═══ Material for this exercise
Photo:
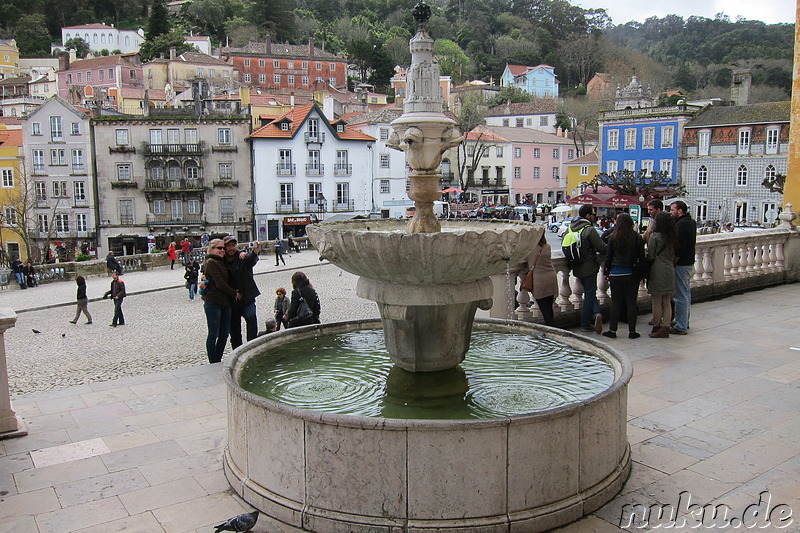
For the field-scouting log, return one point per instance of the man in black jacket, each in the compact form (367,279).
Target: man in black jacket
(684,263)
(241,266)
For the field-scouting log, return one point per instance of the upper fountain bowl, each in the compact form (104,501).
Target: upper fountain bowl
(463,251)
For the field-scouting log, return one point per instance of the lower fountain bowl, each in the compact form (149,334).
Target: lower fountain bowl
(331,473)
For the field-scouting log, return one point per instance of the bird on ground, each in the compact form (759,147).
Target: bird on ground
(241,523)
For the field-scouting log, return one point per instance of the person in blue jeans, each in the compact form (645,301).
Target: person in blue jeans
(586,271)
(684,263)
(219,294)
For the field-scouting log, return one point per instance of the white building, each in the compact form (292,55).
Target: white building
(307,168)
(101,37)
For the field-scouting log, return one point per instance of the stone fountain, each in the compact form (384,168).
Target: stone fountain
(327,472)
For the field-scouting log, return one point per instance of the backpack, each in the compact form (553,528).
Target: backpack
(571,246)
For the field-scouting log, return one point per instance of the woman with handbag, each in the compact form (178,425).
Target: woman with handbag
(624,252)
(303,296)
(661,284)
(543,275)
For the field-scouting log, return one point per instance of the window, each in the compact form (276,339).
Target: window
(741,176)
(79,190)
(665,165)
(744,141)
(667,136)
(630,139)
(8,178)
(613,139)
(10,216)
(225,171)
(122,137)
(648,138)
(702,175)
(124,172)
(701,210)
(772,140)
(56,134)
(342,193)
(58,157)
(287,194)
(703,142)
(62,221)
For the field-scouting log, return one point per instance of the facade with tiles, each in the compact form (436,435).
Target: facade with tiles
(308,168)
(270,65)
(727,152)
(171,177)
(58,154)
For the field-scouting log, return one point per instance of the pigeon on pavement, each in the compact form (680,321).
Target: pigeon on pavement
(244,522)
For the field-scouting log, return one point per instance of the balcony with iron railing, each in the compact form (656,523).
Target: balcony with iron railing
(342,169)
(174,220)
(285,169)
(173,149)
(290,207)
(315,169)
(179,185)
(344,205)
(318,137)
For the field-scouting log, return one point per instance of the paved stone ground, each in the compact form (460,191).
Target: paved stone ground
(163,331)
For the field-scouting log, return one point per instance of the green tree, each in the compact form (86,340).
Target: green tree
(78,44)
(158,21)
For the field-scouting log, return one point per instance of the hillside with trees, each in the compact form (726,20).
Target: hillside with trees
(475,39)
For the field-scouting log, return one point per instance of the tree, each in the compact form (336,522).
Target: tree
(80,46)
(158,21)
(639,183)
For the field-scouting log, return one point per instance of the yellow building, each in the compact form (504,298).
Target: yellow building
(579,170)
(11,199)
(9,59)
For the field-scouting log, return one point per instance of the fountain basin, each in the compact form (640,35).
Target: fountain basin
(343,473)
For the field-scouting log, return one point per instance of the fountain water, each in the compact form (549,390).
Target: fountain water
(330,472)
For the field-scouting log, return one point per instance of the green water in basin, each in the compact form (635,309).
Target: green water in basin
(503,374)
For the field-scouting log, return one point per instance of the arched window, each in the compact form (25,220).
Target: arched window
(702,175)
(741,176)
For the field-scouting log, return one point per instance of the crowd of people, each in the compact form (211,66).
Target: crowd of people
(663,257)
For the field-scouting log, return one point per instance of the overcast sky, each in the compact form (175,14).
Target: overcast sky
(622,11)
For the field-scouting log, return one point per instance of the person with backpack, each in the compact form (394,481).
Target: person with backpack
(580,245)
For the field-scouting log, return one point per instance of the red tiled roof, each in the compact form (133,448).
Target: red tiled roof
(297,116)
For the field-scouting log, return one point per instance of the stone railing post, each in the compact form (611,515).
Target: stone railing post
(10,424)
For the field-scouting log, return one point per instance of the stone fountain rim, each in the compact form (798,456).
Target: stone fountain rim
(623,372)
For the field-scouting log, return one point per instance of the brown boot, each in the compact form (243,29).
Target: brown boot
(660,333)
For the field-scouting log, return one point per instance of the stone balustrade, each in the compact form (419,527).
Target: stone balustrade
(725,263)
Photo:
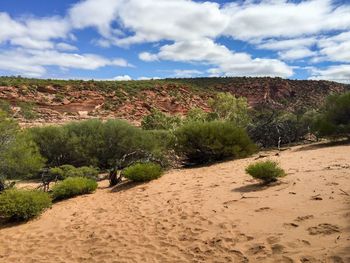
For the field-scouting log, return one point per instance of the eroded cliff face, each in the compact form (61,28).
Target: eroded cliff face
(67,101)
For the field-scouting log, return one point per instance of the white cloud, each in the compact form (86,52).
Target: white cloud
(65,47)
(122,78)
(99,14)
(298,53)
(225,62)
(295,30)
(287,43)
(255,21)
(186,73)
(148,78)
(33,62)
(336,48)
(33,33)
(339,73)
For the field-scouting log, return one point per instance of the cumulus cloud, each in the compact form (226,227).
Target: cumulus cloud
(122,78)
(339,73)
(294,54)
(315,30)
(336,48)
(255,21)
(225,61)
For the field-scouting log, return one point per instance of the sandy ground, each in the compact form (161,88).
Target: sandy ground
(207,214)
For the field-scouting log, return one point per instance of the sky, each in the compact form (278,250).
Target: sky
(144,39)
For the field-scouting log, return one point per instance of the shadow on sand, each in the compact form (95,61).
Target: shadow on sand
(323,145)
(124,186)
(255,187)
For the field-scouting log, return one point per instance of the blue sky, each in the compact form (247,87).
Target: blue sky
(133,39)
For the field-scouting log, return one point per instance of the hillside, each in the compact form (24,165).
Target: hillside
(57,101)
(207,214)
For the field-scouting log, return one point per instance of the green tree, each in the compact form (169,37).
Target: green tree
(333,119)
(229,108)
(202,142)
(158,120)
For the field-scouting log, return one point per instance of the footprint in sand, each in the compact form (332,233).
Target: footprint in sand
(290,225)
(303,218)
(323,229)
(308,259)
(277,249)
(257,249)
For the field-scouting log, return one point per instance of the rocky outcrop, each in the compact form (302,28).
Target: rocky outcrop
(71,101)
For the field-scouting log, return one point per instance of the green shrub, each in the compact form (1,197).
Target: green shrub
(19,155)
(267,171)
(202,142)
(65,171)
(5,106)
(57,172)
(21,205)
(73,186)
(143,172)
(84,171)
(334,118)
(271,127)
(93,142)
(227,107)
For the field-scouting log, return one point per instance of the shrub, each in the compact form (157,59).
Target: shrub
(227,107)
(84,171)
(19,155)
(267,171)
(73,186)
(272,128)
(334,118)
(143,172)
(93,142)
(65,171)
(158,120)
(22,205)
(202,142)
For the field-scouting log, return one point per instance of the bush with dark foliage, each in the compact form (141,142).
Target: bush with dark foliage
(73,186)
(202,142)
(267,171)
(143,172)
(20,205)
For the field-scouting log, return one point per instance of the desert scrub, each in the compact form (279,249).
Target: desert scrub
(143,172)
(266,171)
(64,171)
(203,142)
(73,186)
(21,205)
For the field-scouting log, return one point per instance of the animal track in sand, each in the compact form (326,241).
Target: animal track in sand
(323,229)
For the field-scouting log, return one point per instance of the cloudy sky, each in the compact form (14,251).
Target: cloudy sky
(140,39)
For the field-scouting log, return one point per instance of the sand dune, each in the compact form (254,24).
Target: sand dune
(207,214)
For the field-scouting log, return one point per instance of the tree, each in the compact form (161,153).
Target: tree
(229,108)
(158,120)
(19,155)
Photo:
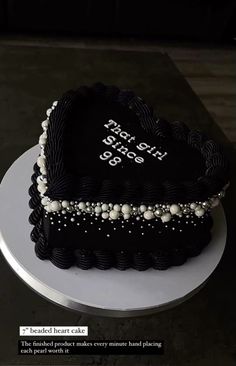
══════
> Exercise prompt
Pick out every line in the entries above that contains the word "black", matching case exactly, and copy each of those lines in full.

> Correct output
For the field-scouting log, return one point per instance of the man in black jacket, each in the compact form (367,279).
Target: man in black jacket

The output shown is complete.